Provided data >>
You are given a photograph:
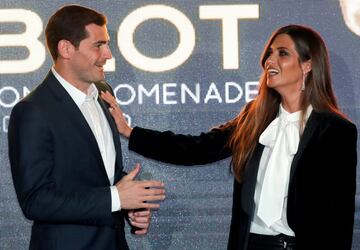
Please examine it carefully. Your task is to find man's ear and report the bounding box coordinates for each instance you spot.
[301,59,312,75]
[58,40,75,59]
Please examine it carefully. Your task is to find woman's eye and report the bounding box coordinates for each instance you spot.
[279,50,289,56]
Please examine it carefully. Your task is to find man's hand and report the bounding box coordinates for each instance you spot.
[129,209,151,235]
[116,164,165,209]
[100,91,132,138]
==
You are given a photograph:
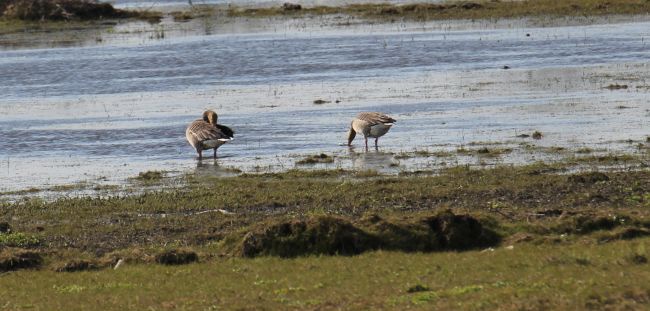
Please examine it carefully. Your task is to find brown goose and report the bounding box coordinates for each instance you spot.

Instruction >> From the rows above, copy every line that contains the word "carefully", matching case exactly.

Written response >>
Please examine it carefully. Your task is to find man's ear and report the bounding box coordinates for each instance you spot.
Please examine it carefully. Your task is to find woman's eye and report the bounding box coordinates for each instance you spot.
Please examine it carefully. Your task is to find man's hand and report the bounding box coordinates for each instance you spot.
Please examine it carefully. Your task is to find brown goose and report the bounding box coordinates for each instance you spot.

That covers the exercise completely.